[PASSAGE SHOWN — start]

Patient counseling about the health effects of cocaine has the potential to reduce use, hospitalization, and mortality. Cessation of cocaine is the ideal and safest strategy in reducing health events, but if a patient continues to use despite known harms, providers should still be aware of counseling points with use. It is important to counsel patients on avoiding mixing cocaine with other drugs, especially alcohol. The combination of cocaine and alcohol has been shown to create a toxic by-product known as cocaethylene. Cocaethylene has a longer half-life (1.68 hours vs 1.07 hours) and smaller elimination rate constant clearance (0.42 vs 0.67 l/h) than cocaine, further increasing risk for cardiovascular and toxic overdose events.23 Quantity control and using with other individuals is also recommended in order to prevent overdose events. It is advisable if one chooses to use cocaine to start with a small amount and go slowly.

As discussed, overdose mortality involving illicit fentanyl and psychostimulants have drastically increased over the years. Thus, the implementation of public health and harm reduction measures are more important than ever. A popular harm reduction measure currently being utilized are fentanyl test strips (FTS). Fentanyl test strips are a form of drug testing technology that can detect the presence of fentanyl in different kinds of drugs (heroin, methamphetamine, cocaine, etc.).24 Fentanyl test strips allow PWUD to be able to figure out what is in the illicit drug supply and the opportunity to reduce their risk of an overdose situation.

It is important for primary care and healthcare providers to be aware of state laws surrounding FTS, where to obtain them, and be willing to provide them to patients who use illicit substances. As of August 2023, the states in which FTS are illegal to possess include Texas, Oklahoma, Kansas, Michigan, Kentucky, Indiana, Iowa, South Dakota, North Dakota, Montana, Idaho, and Utah..25 Most recently, under Senate Bill 164, Florida decriminalized FTS excluding them from the definition of “drug paraphernalia” and instead as a narcotic-testing product.26 Lastly, syringe services programs that work with PWUD can benefit from the utilization of FTS for these aforementioned reasons. The importance of keeping PWUD safe in this unpredictable and volatile street supply is of utmost urgency.

Peiper et al conducted an online survey of people who inject drugs (PWID) about their most recent FTS use in North Carolina. According to the study, 63% of the sample was reported to be a positive FTS result, and 81% reported utilizing FTS prior to consuming their drugs.27 The study also elucidated that 43% reported actual changes in their drug use behavior, and 77% indicated increased perceived overdose safety by using FTS. These findings are of importance because they highlight the beneficial utility that FTS can offer those who use drugs.

[PASSAGE SHOWN — finish]
[SUPPLIED INFORMATION — start]

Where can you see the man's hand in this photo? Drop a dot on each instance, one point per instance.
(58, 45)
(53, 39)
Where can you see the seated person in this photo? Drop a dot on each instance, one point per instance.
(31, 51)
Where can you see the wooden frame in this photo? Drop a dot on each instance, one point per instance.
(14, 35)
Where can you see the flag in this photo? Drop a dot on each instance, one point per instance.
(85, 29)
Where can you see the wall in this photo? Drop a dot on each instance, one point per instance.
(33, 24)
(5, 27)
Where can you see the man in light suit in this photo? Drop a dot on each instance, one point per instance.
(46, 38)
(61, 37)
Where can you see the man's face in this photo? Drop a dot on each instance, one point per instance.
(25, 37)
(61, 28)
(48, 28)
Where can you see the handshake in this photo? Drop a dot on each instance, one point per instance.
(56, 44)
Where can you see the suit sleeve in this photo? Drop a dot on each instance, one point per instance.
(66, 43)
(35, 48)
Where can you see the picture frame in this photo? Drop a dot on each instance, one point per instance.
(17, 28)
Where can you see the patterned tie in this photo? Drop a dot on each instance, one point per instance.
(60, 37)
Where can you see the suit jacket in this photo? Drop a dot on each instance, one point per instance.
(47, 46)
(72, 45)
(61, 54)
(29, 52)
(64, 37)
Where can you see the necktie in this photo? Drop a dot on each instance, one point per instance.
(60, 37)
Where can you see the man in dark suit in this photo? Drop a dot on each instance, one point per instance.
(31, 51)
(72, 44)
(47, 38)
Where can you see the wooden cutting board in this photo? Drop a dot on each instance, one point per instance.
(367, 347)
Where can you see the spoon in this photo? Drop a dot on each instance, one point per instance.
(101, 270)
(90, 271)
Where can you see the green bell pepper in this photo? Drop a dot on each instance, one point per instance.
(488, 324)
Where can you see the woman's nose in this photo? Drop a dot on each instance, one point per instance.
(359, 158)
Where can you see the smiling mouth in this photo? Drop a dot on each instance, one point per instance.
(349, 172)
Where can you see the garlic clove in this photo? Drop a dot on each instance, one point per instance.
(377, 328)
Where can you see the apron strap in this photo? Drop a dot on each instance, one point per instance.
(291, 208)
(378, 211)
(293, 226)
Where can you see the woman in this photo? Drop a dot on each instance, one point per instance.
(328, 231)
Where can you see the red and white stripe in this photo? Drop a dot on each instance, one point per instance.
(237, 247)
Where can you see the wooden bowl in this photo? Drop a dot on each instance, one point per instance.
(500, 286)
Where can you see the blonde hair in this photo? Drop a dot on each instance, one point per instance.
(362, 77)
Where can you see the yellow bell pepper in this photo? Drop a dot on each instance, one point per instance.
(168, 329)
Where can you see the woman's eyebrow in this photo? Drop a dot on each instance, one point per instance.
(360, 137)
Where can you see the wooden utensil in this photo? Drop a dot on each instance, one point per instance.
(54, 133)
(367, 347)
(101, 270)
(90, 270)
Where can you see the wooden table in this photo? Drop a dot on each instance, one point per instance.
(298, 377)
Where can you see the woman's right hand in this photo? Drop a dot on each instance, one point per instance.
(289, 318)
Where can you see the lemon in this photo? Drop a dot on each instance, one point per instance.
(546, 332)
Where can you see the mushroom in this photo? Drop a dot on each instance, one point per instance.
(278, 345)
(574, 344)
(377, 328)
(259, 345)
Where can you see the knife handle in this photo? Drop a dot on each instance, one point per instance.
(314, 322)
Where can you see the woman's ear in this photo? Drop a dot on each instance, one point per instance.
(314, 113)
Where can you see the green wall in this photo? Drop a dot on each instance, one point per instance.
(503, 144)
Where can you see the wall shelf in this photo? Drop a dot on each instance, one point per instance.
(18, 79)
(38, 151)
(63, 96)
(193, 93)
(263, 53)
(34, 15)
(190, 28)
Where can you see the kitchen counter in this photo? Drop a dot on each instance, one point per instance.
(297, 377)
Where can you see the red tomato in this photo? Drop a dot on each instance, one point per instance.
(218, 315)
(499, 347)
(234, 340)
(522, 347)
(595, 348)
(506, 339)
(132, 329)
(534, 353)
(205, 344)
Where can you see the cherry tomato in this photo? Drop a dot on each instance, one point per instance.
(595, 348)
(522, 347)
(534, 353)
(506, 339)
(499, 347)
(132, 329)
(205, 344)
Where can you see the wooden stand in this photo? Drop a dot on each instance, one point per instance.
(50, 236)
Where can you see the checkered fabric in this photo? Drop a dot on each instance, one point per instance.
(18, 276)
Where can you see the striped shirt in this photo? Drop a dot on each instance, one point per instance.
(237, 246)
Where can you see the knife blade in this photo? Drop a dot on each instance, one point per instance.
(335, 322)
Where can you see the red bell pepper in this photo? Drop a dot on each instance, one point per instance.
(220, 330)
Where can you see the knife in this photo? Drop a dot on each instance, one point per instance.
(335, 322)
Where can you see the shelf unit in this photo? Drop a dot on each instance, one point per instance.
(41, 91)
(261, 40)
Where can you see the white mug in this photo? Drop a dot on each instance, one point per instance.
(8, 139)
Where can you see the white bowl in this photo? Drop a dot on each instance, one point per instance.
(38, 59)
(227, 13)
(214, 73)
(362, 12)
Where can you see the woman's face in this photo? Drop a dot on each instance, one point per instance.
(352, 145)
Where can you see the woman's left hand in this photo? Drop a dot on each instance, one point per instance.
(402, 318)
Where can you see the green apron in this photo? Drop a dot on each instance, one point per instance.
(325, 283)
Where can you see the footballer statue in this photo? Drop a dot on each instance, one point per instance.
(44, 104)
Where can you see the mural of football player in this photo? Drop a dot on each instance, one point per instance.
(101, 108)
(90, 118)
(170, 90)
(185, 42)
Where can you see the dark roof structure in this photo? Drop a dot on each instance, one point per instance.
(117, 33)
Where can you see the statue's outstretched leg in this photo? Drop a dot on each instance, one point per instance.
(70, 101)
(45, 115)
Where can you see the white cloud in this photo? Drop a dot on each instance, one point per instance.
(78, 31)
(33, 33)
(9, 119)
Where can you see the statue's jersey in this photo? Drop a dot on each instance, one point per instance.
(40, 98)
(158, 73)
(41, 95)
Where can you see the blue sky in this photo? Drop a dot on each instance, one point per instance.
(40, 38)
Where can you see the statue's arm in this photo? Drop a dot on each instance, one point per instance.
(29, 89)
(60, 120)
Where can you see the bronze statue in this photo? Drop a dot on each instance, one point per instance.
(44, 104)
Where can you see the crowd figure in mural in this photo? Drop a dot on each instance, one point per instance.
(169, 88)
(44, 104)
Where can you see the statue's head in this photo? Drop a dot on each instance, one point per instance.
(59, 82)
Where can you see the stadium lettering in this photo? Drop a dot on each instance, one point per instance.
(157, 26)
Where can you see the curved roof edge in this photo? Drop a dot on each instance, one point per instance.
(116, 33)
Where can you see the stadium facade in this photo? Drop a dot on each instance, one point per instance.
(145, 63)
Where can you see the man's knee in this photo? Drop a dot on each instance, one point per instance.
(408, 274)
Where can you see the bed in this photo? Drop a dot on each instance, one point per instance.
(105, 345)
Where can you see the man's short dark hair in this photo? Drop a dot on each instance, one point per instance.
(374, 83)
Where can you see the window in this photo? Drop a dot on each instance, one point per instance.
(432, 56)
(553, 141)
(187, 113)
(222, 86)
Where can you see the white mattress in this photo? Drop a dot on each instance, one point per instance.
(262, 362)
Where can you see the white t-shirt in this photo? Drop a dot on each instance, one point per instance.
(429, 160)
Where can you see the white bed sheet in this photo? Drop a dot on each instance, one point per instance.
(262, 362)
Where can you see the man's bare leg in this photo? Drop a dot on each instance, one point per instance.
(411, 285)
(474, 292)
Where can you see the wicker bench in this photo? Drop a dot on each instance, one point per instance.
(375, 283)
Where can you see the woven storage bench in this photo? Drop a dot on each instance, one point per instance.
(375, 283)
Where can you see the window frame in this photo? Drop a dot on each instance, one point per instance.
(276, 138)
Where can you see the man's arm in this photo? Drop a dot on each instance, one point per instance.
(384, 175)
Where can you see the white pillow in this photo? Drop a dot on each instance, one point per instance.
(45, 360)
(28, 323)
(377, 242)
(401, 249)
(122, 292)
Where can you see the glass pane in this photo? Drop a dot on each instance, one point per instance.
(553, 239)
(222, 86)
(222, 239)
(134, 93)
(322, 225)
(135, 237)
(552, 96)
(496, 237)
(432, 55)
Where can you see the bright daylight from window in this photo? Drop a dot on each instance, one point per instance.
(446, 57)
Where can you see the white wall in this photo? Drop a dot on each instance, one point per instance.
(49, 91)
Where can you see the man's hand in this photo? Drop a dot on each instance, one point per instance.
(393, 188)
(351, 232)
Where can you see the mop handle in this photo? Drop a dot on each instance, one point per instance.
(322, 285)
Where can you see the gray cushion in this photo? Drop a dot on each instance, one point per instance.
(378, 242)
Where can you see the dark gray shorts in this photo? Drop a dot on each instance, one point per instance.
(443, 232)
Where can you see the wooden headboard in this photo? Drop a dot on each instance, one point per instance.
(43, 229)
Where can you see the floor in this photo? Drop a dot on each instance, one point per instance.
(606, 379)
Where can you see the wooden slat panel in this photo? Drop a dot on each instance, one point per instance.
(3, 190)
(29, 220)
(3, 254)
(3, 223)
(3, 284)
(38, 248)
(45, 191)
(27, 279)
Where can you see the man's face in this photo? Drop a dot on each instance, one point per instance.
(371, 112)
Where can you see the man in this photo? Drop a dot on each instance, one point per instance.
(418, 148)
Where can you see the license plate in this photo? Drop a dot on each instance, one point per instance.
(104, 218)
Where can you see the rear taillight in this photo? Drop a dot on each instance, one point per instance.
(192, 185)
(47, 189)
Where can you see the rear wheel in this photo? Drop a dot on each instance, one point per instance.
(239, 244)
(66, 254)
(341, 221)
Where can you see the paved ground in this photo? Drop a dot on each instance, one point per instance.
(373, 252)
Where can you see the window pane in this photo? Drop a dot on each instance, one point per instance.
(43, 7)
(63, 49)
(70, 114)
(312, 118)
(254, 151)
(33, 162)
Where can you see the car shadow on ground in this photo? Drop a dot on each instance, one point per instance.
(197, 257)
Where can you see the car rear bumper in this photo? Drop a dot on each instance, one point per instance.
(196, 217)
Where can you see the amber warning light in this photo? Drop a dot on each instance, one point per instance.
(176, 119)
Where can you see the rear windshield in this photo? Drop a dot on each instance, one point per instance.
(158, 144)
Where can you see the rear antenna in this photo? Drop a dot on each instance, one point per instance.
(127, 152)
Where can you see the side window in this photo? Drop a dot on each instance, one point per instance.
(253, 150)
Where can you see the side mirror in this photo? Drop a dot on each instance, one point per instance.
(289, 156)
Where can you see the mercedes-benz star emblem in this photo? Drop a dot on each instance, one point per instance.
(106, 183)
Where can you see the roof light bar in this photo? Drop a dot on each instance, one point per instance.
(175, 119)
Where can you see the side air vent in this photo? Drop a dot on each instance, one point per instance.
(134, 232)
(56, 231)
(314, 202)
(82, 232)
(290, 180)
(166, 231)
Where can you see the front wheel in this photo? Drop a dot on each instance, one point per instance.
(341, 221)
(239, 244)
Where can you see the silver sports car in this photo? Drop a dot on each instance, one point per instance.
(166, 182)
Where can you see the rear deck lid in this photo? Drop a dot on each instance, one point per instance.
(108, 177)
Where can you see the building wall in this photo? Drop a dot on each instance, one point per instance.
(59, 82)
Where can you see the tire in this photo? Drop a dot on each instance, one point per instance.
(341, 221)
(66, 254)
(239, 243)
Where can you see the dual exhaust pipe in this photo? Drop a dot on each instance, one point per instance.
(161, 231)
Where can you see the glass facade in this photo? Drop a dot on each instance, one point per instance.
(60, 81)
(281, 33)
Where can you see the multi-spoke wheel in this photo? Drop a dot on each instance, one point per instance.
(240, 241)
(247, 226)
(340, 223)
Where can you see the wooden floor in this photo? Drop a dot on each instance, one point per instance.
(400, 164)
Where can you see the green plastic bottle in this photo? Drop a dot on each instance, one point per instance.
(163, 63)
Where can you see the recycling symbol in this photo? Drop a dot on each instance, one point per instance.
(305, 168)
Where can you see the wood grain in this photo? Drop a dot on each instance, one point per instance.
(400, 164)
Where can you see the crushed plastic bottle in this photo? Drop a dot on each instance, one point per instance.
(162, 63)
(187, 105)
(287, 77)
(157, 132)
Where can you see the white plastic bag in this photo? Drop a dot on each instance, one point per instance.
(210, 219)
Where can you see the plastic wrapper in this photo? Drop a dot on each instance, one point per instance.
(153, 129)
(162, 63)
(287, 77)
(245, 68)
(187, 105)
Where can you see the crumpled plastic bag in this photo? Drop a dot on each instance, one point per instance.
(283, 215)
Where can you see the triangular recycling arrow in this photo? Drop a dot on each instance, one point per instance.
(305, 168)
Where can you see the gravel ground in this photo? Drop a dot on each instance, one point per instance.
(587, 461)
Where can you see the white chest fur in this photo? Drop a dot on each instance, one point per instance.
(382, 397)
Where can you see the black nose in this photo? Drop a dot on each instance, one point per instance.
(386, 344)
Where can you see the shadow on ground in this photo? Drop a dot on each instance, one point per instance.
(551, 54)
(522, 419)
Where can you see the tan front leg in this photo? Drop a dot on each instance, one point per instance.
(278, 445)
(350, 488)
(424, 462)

[SUPPLIED INFORMATION — finish]

QUESTIONS TO ANSWER >>
1. Answer these questions from the passage on cocaine and fentanyl test strips:
(a) What half-life does it give for cocaethylene compared with cocaine?
(b) Under which bill did Florida decriminalize fentanyl test strips?
(c) In the North Carolina survey, what percentage reported actual changes in their drug use behavior?
2. Please carry on the passage on cocaine and fentanyl test strips, starting after its final sentence.

SOLVED PROBLEMS >>
1.
(a) 1.68 hours for cocaethylene vs 1.07 hours for cocaine
(b) Senate Bill 164
(c) 43%

2.
Intranasal Naloxone

Given the risk of cross contamination with cocaine and fentanyl, if a provider identifies a patient using illicit stimulants/opioids/hypnotics during screening they should offer and educate on the use of intranasal naloxone to prevent an accidental opioid overdose. Narcan 4 mg, an intranasal opioid antagonist, was recently granted over-the-counter status by the FDA and will be available on most pharmacy shelves by the end of 2023.28 Most states have standing orders at community pharmacies for prescribing Narcan as well, which further increases access and gets this life-saving drug into the hands of the public.

Our country is witnessing an unprecedented surge in psychostimulant-related deaths due to cross contamination of illicitly manufactured fentanyl available at the street level. This surge is now being referred to as the “fourth wave” phenomenon following the current third wave of illicitly manufactured fentanyl. Cocaine, in particular, has been shown to have cross contamination rates varying from state-to state. Exact locations, preferred drug of use, and the level of drug mixing at the street source appear to have an impact on the contamination rates with fentanyl.

As a healthcare professional, it is imperative to be aware of the health risks of patients using cocaine, as well as risk mitigation options including appropriate quantity use, fentanyl test strips, and intranasal naloxone – all of which can reduce or prevent an accidental opioid overdose.